→ Problem to solve:
Transcribe every one of the rows below word for word, keeping each line as it stands.

▶

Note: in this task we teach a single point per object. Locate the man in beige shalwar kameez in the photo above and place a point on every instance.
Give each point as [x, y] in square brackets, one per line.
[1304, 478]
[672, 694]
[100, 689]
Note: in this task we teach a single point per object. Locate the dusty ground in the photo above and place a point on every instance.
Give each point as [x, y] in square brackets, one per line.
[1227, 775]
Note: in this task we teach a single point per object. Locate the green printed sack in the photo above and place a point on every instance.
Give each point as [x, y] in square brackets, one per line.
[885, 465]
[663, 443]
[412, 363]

◀

→ Result of this task:
Note: in this task we teach a single point per object. Locate the man in beige shalwar kameez in the photo above and place a point on every instance.
Give each point as [x, y] in square brackets, one per line.
[1304, 478]
[672, 694]
[100, 689]
Note: in this task we teach a single point per object. Locate the dusty ground in the photo above and place a point on every instance.
Give each point as [x, y] in square brackets, one per line.
[1227, 775]
Note: in this task we teach a single point per object. Locate the green printed sack in the photo above and place a point on every instance.
Give each point as [x, y] in square brackets, one per line.
[885, 465]
[663, 443]
[412, 363]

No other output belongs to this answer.